■ Entries in the collection:
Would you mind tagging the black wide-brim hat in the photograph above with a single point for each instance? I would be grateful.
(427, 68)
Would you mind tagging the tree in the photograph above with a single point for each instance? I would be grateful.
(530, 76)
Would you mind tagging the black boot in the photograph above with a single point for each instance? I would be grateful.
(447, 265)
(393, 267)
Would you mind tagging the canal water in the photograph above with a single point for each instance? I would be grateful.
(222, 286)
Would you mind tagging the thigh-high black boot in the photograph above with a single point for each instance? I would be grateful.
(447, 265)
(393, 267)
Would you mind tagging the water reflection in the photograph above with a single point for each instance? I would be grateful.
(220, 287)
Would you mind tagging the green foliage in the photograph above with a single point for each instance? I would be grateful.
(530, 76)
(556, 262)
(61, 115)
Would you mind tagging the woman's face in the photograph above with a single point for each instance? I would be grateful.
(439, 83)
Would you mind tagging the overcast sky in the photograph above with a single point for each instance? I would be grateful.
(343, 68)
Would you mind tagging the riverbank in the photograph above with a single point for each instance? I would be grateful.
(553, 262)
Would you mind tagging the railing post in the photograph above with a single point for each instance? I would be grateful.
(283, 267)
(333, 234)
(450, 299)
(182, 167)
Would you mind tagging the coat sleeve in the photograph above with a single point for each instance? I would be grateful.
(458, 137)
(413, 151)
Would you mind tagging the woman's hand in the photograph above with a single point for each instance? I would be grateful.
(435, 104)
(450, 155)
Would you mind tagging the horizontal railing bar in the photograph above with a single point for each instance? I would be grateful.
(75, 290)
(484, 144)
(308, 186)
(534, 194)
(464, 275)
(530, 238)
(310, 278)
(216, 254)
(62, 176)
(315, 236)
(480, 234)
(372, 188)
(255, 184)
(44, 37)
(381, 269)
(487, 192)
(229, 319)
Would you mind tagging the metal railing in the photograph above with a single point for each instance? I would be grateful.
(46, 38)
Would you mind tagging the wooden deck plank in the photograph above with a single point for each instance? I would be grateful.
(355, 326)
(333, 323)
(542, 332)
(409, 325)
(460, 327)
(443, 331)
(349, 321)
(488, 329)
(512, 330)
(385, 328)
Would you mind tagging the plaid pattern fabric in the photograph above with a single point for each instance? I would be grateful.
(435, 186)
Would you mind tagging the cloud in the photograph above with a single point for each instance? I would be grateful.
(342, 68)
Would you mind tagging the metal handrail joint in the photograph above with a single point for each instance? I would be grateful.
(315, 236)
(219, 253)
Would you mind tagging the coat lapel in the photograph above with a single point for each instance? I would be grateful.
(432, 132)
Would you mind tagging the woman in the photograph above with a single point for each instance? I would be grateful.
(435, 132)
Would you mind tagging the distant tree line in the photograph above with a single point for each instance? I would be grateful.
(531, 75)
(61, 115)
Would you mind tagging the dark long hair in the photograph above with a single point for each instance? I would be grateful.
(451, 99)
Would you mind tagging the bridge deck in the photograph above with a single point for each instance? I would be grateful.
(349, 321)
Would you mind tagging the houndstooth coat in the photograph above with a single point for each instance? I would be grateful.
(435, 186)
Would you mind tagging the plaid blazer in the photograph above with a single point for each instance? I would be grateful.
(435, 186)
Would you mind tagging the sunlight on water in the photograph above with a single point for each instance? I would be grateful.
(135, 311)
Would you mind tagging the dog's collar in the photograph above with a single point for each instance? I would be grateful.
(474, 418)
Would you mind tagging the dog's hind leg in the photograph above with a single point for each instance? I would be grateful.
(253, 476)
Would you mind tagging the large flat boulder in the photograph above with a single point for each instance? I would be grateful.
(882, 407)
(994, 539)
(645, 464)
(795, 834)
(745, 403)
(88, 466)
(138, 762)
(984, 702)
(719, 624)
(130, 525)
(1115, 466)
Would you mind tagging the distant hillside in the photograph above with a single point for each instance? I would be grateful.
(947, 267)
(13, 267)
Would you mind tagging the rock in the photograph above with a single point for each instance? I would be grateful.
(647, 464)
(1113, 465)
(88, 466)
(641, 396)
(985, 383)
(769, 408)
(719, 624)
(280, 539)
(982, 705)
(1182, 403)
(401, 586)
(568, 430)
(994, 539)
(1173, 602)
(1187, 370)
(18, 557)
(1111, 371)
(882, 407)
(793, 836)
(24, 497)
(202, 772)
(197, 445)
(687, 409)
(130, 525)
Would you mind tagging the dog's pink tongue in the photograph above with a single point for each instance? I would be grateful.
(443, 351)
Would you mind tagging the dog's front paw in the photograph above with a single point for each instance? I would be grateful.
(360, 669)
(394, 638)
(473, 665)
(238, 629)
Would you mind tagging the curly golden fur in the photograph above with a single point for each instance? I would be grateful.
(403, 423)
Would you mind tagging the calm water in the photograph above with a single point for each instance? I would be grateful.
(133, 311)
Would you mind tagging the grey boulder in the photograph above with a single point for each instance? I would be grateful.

■ Objective: Quote every line of the listing above word for word, from the first line to the last.

■ Answer to this problem:
Would you mind tagging the black wide-brim hat in the photograph above with a single point for each instance? I would be grateful.
(427, 68)
Would you mind tagging the tree in the photograph above with a single point for each instance? I would be grateful.
(530, 76)
Would you mind tagging the black boot in the photograph above with a single point for each instance? I would be grateful.
(447, 265)
(393, 267)
Would you mind tagging the canal water in the photograph above with a single point for each instance? I would be grateful.
(222, 286)
Would you mind tagging the thigh-high black boot in the photograph above with a single point for each instance? I would be grateful.
(447, 265)
(393, 267)
Would you mind tagging the water reflection in the photograph above with a single point for each instance? I would be grateful.
(220, 287)
Would you mind tagging the green foliage in the photograph above with a single point for each instance? I would be grateful.
(530, 76)
(556, 262)
(61, 115)
Would you mind tagging the woman's face in the photograph above with a single point for each instance? I would be grateful.
(439, 83)
Would you mind tagging the overcast sky in the photograph above with a single point for each instance? I would be grateful.
(343, 68)
Would you mind tagging the riverbank in the photograph above with a single point for each instance? I would be grateful.
(553, 262)
Would you mind tagging the railing post in the photograph above with a single point for each instance? I would be grateful.
(283, 267)
(333, 234)
(450, 299)
(182, 167)
Would you mind tagging the coat sleeve in the photograph above with a single point for each instance? I would be grateful.
(458, 137)
(413, 151)
Would you mind tagging the woman's hand in the photograph above with a single point for each instance? I would be grateful.
(435, 104)
(450, 155)
Would you mind tagging the horizontal railing bar in the photograph above with a single point for each instance? I would be grateful.
(75, 290)
(484, 144)
(308, 186)
(534, 194)
(464, 275)
(530, 238)
(310, 278)
(216, 254)
(62, 176)
(315, 236)
(480, 234)
(372, 188)
(255, 184)
(44, 37)
(381, 269)
(487, 192)
(229, 319)
Would you mind tagging the metal railing in the photograph above with a single point for each instance? I would be grateful.
(46, 38)
Would you mind tagging the wooden deck plank in the photograph above with a single point for each instance? I would be grateful.
(355, 326)
(333, 323)
(542, 332)
(409, 325)
(460, 327)
(443, 331)
(349, 321)
(488, 329)
(512, 330)
(385, 328)
Would you mind tagging the plaid pattern fabric in the photograph above with a single point for each instance? I would be grateful.
(435, 186)
Would you mind tagging the cloud in the photograph above with a single point for each instance? I would be grateful.
(342, 68)
Would you mind tagging the metal handrail joint in the photograph above with a single point for each instance? I would be grateful.
(315, 236)
(219, 253)
Would you mind tagging the coat lapel in the photograph above with a single point for each instance? I would be grateful.
(432, 132)
Would you mind tagging the woman in the photograph above with a single point for each instance? I would be grateful.
(435, 132)
Would you mind tagging the distant tree line in the photograph above with a single point for each instance? I would be grateful.
(531, 75)
(61, 115)
Would you mind tagging the dark long hair in the photograph above with a single point for each instance? I would be grateful.
(451, 99)
Would you mind tagging the bridge deck in the photograph above with a single point for each instance? I would be grateful.
(349, 321)
Would you mind tagging the houndstooth coat in the photograph above with a single point for each instance? I would be grateful.
(435, 186)
Would you mind tagging the plaid blazer in the photograph above with a single point for each instance? I would be grateful.
(435, 186)
Would you mind tagging the sunlight on water in the photograph above with a single point for each instance? I would be grateful.
(135, 311)
Would you mind tagging the dog's collar in the photograph above with a single point for each instance? I would be grateful.
(474, 418)
Would you mind tagging the dog's hind leg in the photograph above with a single point for each instance? I would be grateful.
(253, 476)
Would you mind tagging the large flat boulder in the photograph above with a single point for each instance? I would be grateful.
(882, 407)
(994, 539)
(645, 464)
(795, 834)
(745, 403)
(88, 466)
(138, 762)
(984, 702)
(719, 624)
(130, 525)
(1115, 466)
Would you mind tagging the distant hillside in the photograph above with a single point for each instance? I would be grateful.
(947, 267)
(13, 267)
Would you mind tagging the rock in the photograph above with a single point for each instance? I would be grateful.
(647, 464)
(1113, 465)
(88, 466)
(641, 396)
(985, 383)
(769, 408)
(719, 624)
(280, 539)
(982, 705)
(1182, 403)
(401, 586)
(568, 430)
(994, 539)
(1173, 602)
(1187, 370)
(18, 557)
(1111, 371)
(882, 407)
(793, 836)
(24, 497)
(202, 772)
(197, 445)
(687, 409)
(130, 525)
Would you mind tagging the dog's pink tongue in the photograph above with a single point for each instance? I would be grateful.
(443, 351)
Would you mind tagging the dog's front paw in the photograph above with a single point for each instance? I would be grateful.
(360, 669)
(394, 638)
(473, 665)
(238, 629)
Would you mind tagging the curly golden fur in the photograph above with a single point for each instance? I would be grateful.
(403, 423)
Would you mind tagging the calm water in the photograph above with a single point for each instance? I would be grateful.
(133, 311)
Would you mind tagging the grey boulder in the photograph above with a single point for each instance? I would be grateful.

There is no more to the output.